(Saved entries)
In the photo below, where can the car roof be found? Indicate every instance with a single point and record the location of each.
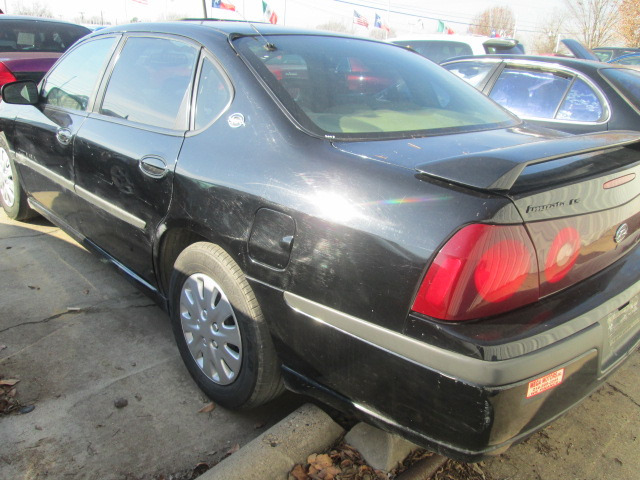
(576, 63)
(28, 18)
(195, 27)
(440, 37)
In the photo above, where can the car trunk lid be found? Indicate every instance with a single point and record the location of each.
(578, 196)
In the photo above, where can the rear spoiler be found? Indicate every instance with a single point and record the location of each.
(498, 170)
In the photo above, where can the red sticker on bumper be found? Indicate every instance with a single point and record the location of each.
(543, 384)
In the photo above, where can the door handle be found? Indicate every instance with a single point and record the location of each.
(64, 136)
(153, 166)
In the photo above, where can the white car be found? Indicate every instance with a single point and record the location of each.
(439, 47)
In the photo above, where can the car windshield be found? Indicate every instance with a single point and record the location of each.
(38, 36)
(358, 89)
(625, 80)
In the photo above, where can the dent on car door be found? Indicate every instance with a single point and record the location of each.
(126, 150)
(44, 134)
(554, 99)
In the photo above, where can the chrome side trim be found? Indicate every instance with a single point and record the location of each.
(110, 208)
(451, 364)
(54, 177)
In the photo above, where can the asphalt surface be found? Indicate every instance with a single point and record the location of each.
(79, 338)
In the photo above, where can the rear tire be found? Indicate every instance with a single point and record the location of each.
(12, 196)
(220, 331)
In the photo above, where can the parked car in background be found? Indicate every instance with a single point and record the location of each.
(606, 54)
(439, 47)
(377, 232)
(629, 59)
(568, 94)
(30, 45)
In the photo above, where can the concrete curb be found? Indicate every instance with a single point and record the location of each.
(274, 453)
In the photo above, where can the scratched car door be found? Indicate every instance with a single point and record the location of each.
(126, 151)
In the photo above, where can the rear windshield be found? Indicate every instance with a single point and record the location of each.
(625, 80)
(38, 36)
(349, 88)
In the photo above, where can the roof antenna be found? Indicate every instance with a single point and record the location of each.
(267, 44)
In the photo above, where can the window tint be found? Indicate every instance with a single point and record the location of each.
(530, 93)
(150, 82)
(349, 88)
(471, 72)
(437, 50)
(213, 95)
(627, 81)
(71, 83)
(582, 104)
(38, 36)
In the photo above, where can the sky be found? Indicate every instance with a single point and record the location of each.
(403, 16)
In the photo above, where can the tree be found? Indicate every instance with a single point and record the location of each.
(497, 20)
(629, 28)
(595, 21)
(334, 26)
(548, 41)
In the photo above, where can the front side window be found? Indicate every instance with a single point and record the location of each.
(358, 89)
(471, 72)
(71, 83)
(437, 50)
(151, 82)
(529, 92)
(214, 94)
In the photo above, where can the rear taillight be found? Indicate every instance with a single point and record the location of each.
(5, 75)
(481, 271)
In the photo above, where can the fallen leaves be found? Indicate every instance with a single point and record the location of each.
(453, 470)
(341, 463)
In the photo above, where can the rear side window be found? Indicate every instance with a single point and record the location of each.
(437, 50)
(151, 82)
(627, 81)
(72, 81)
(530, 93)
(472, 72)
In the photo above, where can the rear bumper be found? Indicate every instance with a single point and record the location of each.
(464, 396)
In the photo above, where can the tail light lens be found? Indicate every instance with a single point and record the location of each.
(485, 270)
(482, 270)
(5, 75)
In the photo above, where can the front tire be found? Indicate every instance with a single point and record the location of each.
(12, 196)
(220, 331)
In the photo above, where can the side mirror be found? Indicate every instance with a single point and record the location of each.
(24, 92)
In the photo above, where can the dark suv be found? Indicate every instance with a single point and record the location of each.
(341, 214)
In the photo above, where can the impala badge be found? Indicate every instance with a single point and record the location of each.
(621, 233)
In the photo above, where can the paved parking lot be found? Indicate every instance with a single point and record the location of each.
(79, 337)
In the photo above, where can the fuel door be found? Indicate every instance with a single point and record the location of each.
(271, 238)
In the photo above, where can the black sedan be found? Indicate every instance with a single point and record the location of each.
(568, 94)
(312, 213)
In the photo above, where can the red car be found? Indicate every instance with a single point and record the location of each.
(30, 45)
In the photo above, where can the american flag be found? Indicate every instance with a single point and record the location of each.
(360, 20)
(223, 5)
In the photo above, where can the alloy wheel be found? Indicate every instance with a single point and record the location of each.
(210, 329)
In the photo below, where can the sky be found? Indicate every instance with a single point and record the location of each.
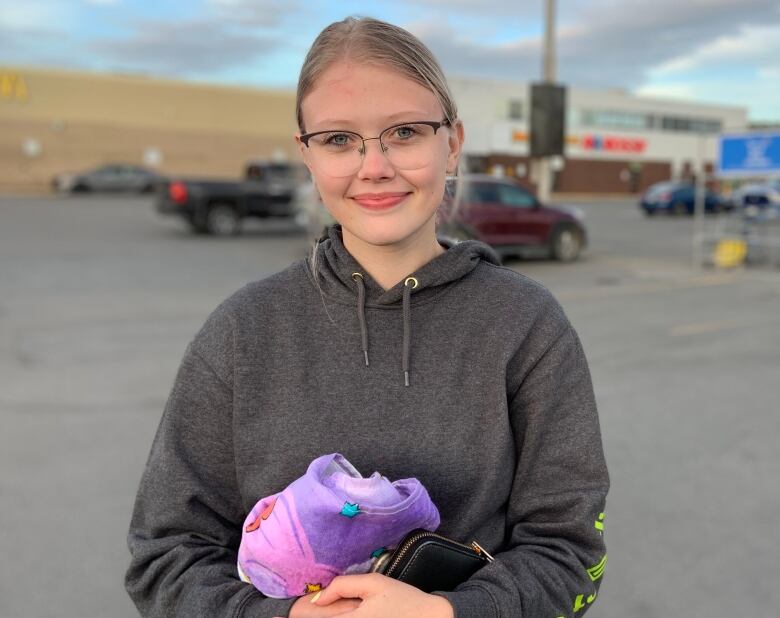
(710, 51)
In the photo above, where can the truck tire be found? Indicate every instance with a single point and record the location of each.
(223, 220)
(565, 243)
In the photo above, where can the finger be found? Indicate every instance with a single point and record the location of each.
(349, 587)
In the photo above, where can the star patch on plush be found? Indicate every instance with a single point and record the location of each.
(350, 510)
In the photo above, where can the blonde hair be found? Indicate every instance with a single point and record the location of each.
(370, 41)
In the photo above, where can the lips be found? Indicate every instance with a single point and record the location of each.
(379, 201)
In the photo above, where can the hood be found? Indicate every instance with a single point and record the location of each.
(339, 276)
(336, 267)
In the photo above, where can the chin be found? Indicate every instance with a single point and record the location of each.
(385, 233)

> _The problem_
Repeat each entry exactly as given; no pictures belong in the copy.

> _Solved exercise_
In the photo below, where can the car roof be found? Indicate every instance with a single point and record the location of each.
(576, 63)
(28, 18)
(195, 27)
(440, 37)
In the photo above, where can the car trunk lid be found? Indicate every instance with a single point and record the location of each.
(578, 196)
In the photo above, where can the rear spoiler be found? Indicate every instance with a single point and record the location of each.
(498, 170)
In the photo above, where can the red sticker on bumper be found? Indicate every instance with a single point and record the location of each.
(543, 384)
In the photo above, where can the door handle be found? Indicate every instance with a single point and record the location of each.
(64, 136)
(153, 166)
In the photo above, where can the white car be found? Indicate every instance with a single point and record the location of each.
(439, 47)
In the photo above, where can the car windshield be found? Indicate every instance with a single point and record the location of each.
(38, 36)
(358, 89)
(625, 80)
In the photo above, where can the dent on car door be found? Indicate every instance with a single point and record the location of each.
(126, 150)
(44, 134)
(554, 99)
In the photo above, where can the chrome side trim be found? Indicate every instance with a single point and record the location of each.
(110, 208)
(451, 364)
(54, 177)
In the photo above, where can the asphalt surface be found? Indicate every instance with a single point and record the location of each.
(79, 338)
In the photo above, where can the rear tire be found? Indicate every instance with a single point and record the location of each.
(12, 196)
(220, 331)
In the photo above, where can the parked car in background be found? Indicate every instance with a single point and record the location of each.
(606, 54)
(439, 47)
(377, 232)
(629, 59)
(568, 94)
(30, 45)
In the photo above, where can the concrete curb be found? Indicate every instance with a single point and record the location of each.
(274, 453)
In the photo above, where can the scratched car door be found? Indicate every instance with a single point and record the location of each.
(126, 151)
In the photo above, where can the rear windshield be found? Indicate every instance with a single point and record the location of each.
(625, 80)
(38, 36)
(349, 88)
In the photo above, where can the roof antenna be found? Indicate every instance with a single point and record the location of each.
(267, 44)
In the photo above, where can the window tint be found? Indicate every instance with a single point and record the location of each.
(530, 93)
(150, 82)
(349, 88)
(471, 72)
(437, 50)
(213, 95)
(627, 81)
(71, 83)
(582, 104)
(38, 36)
In the photo above, where can the sky be found? Indicate every instance with a single point and record the location of each.
(403, 16)
In the photo above, where can the tree be found? Indicate every instance with a single point and record the location of each.
(497, 20)
(629, 28)
(595, 21)
(334, 26)
(548, 41)
In the photo above, where can the front side window be found? Indicate every instance with a single point and record the location of each.
(358, 89)
(471, 72)
(71, 83)
(437, 50)
(151, 82)
(529, 92)
(214, 94)
In the photo above, where can the rear taillight be found? Indicate every instance with a single point and record the location of each.
(5, 75)
(481, 271)
In the photo above, where can the fallen leaves be found? Indicate every instance with a single point and record the location of each.
(453, 470)
(341, 463)
In the photo above, where can the rear side window be found? Indicate every instance with a single point and record the location of each.
(437, 50)
(151, 82)
(627, 81)
(72, 81)
(530, 93)
(472, 72)
In the photo above, where can the rear bumper be found? Indicate every instance with a single point and record the location of each.
(464, 396)
In the photo above, where can the tail light lens be found? Indicate every instance with a single point and record the location of each.
(485, 270)
(482, 270)
(5, 75)
In the photo above, where can the front tire be found? Indicate every instance with a single point and record the location of each.
(12, 196)
(220, 331)
In the photo above, where can the side mirror be found? Indicate every instance with a single point and record the location of each.
(24, 92)
In the photo above, where can the dark suv be found? Indicate every instance with a single point and record the location of each.
(341, 214)
In the photo above, where can the impala badge be found? Indicate every instance with a single point and record the location of each.
(621, 233)
In the photo above, where can the paved parking lot be found? Indicate every instance with a single point and record the location of each.
(79, 337)
In the photo above, where can the fuel door be found? Indicate every instance with a single point and record the location of each.
(271, 238)
In the photo above, where can the black sedan be found? Indicate every instance with a single point and record the location of each.
(568, 94)
(312, 213)
In the photo above, where can the red car be found? Indicate every instance with a single point and record the location of each.
(30, 45)
In the photo above, where can the american flag be found? Indicate every instance with a single point and record the location of each.
(360, 20)
(223, 5)
In the photo above, where can the alloy wheel be found? Indicate every instance with a single point and record the location of each.
(210, 329)
In the photo below, where can the sky be found? Indicate every instance with a single point and record the location of each.
(710, 51)
In the photo above, where can the truck tire be found? Indicate every instance with a single point and record the location of each.
(223, 220)
(565, 243)
In the photo above, where can the finger be found? Indicate every instance with a single point and record the location of each.
(349, 587)
In the photo above, where can the star patch on plush be found? Indicate every instance with a single point and record the location of each.
(350, 510)
In the photo above, where can the blonde hair be found? Indicate every instance with a single point and record the location of each.
(370, 41)
In the photo above, where can the lips be found? Indicate every instance with a single point and record the location of each.
(379, 201)
In the photo above, where can the hood be found? Indicate every instance with a single point and record the location of each.
(339, 276)
(336, 267)
In the photo above, where can the chin be found? Indicate every instance with a single point and record the location of each.
(385, 233)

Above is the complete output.